▶ [What is asked]: Please list every line of the entries below that contains the word "concrete", treating uppercase and lowercase letters as different.

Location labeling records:

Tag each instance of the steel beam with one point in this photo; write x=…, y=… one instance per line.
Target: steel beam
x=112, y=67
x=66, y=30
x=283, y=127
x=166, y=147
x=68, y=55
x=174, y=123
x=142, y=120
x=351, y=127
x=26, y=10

--

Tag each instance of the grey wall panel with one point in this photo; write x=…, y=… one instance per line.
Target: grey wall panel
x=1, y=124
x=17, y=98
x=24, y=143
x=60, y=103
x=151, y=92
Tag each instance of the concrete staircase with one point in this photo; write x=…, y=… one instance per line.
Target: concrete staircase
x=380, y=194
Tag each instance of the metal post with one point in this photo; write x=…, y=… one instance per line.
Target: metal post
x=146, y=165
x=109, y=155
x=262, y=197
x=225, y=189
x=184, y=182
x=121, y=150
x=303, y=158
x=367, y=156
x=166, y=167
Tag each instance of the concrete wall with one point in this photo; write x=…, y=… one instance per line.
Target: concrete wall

▶ [Answer for this exercise]:
Tag each instance of the concrete staircase with one point in this photo; write x=…, y=… one instance per line.
Target: concrete staircase
Tag each instance of the concrete wall with one point in this photo; write x=…, y=… one instance per line.
Target: concrete wall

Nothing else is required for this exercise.